Transcribe exactly, and only, the lines that fall between the line containing "Mark the sky, one point per instance." and the last line of the material, both ends included, omitting any pictures.

* **DATA RECORDS**
------------------------------------------------------------------------

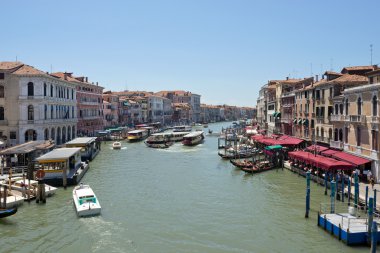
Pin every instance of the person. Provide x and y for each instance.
(372, 181)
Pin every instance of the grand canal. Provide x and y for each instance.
(183, 199)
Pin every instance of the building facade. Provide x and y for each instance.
(35, 105)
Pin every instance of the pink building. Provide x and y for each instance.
(89, 104)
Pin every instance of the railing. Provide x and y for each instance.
(357, 118)
(336, 144)
(373, 119)
(337, 117)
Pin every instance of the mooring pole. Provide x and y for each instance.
(374, 200)
(356, 197)
(370, 220)
(307, 194)
(374, 237)
(349, 191)
(366, 197)
(342, 188)
(332, 195)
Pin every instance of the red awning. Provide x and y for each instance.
(318, 161)
(352, 159)
(316, 148)
(329, 152)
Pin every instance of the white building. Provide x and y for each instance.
(35, 105)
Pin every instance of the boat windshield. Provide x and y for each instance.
(87, 199)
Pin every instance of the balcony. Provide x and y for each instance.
(336, 144)
(337, 118)
(373, 119)
(357, 118)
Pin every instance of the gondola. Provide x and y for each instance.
(5, 212)
(241, 164)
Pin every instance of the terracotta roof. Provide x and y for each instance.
(5, 65)
(369, 68)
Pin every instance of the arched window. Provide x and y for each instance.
(1, 91)
(1, 113)
(358, 136)
(30, 89)
(46, 134)
(346, 134)
(374, 106)
(45, 89)
(30, 112)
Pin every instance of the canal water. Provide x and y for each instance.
(182, 199)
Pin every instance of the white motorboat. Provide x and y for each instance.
(193, 138)
(85, 201)
(116, 145)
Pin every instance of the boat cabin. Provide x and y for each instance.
(90, 147)
(62, 166)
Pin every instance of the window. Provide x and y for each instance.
(375, 140)
(12, 135)
(30, 89)
(30, 112)
(359, 106)
(1, 113)
(358, 136)
(45, 89)
(374, 106)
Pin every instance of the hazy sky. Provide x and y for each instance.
(222, 50)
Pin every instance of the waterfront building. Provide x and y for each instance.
(110, 109)
(35, 105)
(89, 104)
(356, 123)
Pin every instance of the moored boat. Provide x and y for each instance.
(182, 129)
(137, 135)
(85, 201)
(193, 138)
(116, 145)
(5, 212)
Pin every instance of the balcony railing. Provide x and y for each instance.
(337, 117)
(373, 119)
(357, 118)
(336, 144)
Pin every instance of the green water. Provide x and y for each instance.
(183, 199)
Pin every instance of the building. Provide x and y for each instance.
(89, 104)
(35, 105)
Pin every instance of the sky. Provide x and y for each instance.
(223, 50)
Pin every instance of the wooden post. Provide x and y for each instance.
(374, 237)
(332, 196)
(64, 176)
(307, 194)
(370, 220)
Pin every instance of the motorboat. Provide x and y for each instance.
(116, 145)
(137, 135)
(193, 138)
(85, 201)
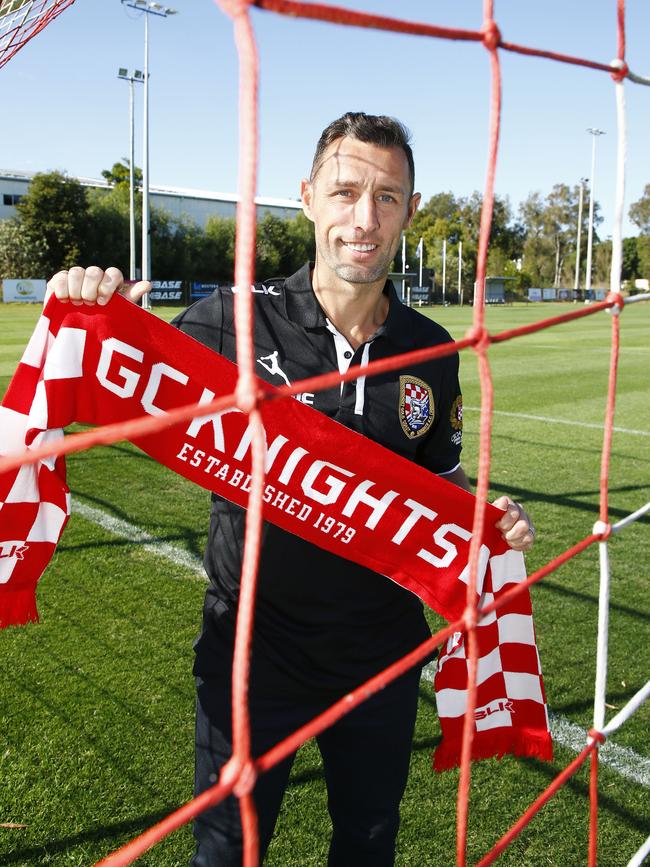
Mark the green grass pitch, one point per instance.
(96, 715)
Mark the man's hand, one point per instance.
(515, 525)
(93, 286)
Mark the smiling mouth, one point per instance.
(360, 248)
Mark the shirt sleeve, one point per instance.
(204, 321)
(440, 452)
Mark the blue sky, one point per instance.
(64, 108)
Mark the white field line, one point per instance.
(551, 420)
(150, 544)
(621, 759)
(639, 857)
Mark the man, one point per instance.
(323, 624)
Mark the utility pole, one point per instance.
(594, 133)
(576, 289)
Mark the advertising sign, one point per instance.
(167, 292)
(30, 291)
(202, 290)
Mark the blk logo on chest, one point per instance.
(271, 364)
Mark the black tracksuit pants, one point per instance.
(365, 761)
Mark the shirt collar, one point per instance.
(303, 308)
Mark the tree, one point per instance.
(643, 250)
(640, 211)
(550, 228)
(55, 210)
(630, 264)
(119, 175)
(20, 254)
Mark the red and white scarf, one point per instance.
(325, 483)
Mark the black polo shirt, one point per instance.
(324, 624)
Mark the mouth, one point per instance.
(358, 247)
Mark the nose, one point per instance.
(366, 217)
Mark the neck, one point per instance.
(356, 310)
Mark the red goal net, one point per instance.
(20, 20)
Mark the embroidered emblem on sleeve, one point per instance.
(416, 409)
(456, 420)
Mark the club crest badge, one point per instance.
(456, 420)
(416, 410)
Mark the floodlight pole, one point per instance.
(594, 133)
(149, 8)
(444, 269)
(580, 203)
(131, 78)
(146, 233)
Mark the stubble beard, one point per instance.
(355, 273)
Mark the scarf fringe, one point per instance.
(17, 607)
(495, 744)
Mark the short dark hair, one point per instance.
(379, 130)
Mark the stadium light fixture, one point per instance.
(594, 133)
(149, 7)
(125, 75)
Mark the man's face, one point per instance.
(360, 203)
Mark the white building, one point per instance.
(198, 205)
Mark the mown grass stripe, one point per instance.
(625, 761)
(551, 420)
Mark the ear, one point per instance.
(414, 204)
(306, 196)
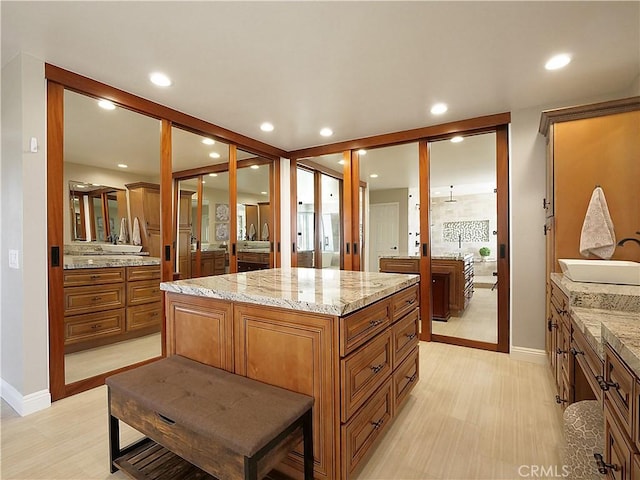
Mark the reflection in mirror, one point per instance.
(254, 216)
(106, 328)
(463, 217)
(203, 213)
(392, 196)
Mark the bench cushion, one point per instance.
(232, 410)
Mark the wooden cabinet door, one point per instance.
(200, 329)
(293, 350)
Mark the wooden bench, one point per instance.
(201, 421)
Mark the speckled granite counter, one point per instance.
(333, 292)
(105, 261)
(606, 313)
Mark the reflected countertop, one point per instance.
(325, 291)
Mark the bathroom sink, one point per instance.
(121, 248)
(601, 271)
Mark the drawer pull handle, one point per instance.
(604, 385)
(166, 420)
(378, 424)
(602, 467)
(377, 368)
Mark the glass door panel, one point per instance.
(101, 159)
(463, 238)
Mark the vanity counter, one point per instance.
(72, 262)
(332, 292)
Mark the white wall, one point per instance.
(24, 332)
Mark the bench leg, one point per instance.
(307, 433)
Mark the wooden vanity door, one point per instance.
(293, 350)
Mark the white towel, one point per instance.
(135, 235)
(124, 234)
(597, 237)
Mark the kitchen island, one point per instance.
(349, 339)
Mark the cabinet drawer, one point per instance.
(144, 316)
(620, 392)
(361, 433)
(86, 327)
(143, 272)
(92, 276)
(142, 292)
(405, 378)
(357, 328)
(403, 302)
(79, 300)
(400, 265)
(617, 451)
(405, 337)
(363, 372)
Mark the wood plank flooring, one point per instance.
(473, 415)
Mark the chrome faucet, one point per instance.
(629, 239)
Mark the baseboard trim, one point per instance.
(24, 404)
(531, 355)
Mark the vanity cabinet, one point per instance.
(211, 263)
(359, 367)
(144, 204)
(108, 305)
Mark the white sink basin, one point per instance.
(601, 271)
(121, 248)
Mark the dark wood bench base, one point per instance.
(203, 422)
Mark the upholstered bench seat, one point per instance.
(221, 422)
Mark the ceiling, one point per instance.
(361, 68)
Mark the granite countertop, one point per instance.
(606, 313)
(325, 291)
(105, 261)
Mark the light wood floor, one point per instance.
(473, 415)
(87, 363)
(479, 321)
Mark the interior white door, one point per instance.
(383, 232)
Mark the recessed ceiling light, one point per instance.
(106, 104)
(160, 79)
(558, 61)
(439, 108)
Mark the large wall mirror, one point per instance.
(108, 154)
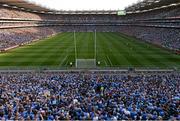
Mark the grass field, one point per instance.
(113, 50)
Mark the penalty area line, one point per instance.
(109, 60)
(63, 60)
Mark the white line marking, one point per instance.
(105, 63)
(109, 60)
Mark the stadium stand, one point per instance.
(160, 18)
(96, 95)
(89, 96)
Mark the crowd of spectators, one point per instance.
(19, 36)
(160, 26)
(89, 96)
(166, 37)
(14, 13)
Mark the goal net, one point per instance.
(85, 63)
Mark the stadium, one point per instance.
(90, 64)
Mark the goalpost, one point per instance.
(85, 63)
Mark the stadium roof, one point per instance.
(31, 7)
(146, 5)
(24, 5)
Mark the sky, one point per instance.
(85, 4)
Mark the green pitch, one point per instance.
(113, 50)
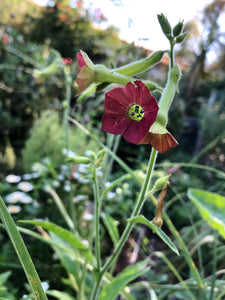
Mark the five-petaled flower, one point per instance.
(129, 111)
(86, 74)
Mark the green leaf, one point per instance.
(211, 207)
(66, 235)
(112, 228)
(111, 290)
(155, 229)
(60, 295)
(68, 259)
(22, 252)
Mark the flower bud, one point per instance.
(101, 153)
(78, 159)
(161, 183)
(178, 28)
(164, 23)
(141, 65)
(181, 38)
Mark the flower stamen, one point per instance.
(135, 112)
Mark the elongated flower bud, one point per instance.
(141, 65)
(165, 25)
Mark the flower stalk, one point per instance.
(129, 226)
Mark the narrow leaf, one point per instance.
(66, 235)
(155, 229)
(111, 290)
(59, 295)
(22, 252)
(211, 207)
(112, 228)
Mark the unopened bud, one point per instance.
(161, 183)
(181, 38)
(164, 23)
(78, 159)
(158, 219)
(101, 153)
(178, 28)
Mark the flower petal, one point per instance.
(126, 96)
(138, 129)
(115, 124)
(144, 98)
(80, 60)
(161, 142)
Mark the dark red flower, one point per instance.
(129, 111)
(67, 61)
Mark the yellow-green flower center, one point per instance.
(135, 112)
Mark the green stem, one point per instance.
(22, 253)
(186, 254)
(67, 107)
(129, 226)
(96, 220)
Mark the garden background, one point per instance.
(38, 48)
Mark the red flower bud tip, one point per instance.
(85, 75)
(5, 38)
(130, 111)
(67, 61)
(159, 138)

------------------------------------------------------------------------

* **RESPONSE TO THE EXERCISE**
Mark the sky, one point per instance.
(85, 4)
Mark the green pitch, one point per instance.
(113, 50)
Mark the five-petaled flower, one point per instance.
(129, 111)
(86, 74)
Mark the green leaf, one point per instance.
(211, 207)
(66, 235)
(112, 228)
(111, 290)
(155, 229)
(60, 295)
(68, 259)
(22, 252)
Mark the flower bud, one point per instance.
(101, 153)
(78, 159)
(161, 183)
(178, 28)
(164, 23)
(141, 65)
(181, 38)
Mark the flower stamen, one point per instance.
(135, 112)
Mark the elongated flower bud, one point per instance.
(141, 65)
(165, 25)
Mark the flower stalk, one point per instance.
(129, 226)
Mark the narrow leaf, one point per instance.
(66, 235)
(155, 229)
(111, 290)
(59, 295)
(22, 252)
(211, 207)
(112, 228)
Mark the unopened bud, one point per instance.
(161, 183)
(181, 38)
(164, 23)
(78, 159)
(158, 219)
(101, 153)
(178, 28)
Mark the flower petal, one point per instance.
(126, 96)
(138, 129)
(115, 124)
(144, 98)
(80, 60)
(161, 142)
Mark the dark red flower, one point per instance.
(129, 111)
(67, 61)
Mark the yellow-green flower center, one point per instance.
(135, 112)
Mark the green stem, one point per instance.
(22, 253)
(186, 254)
(67, 107)
(129, 226)
(96, 220)
Mark the garden background, one point per instance.
(38, 48)
Mark the red flower bud tip, one point per instance.
(85, 75)
(5, 38)
(130, 111)
(67, 61)
(159, 138)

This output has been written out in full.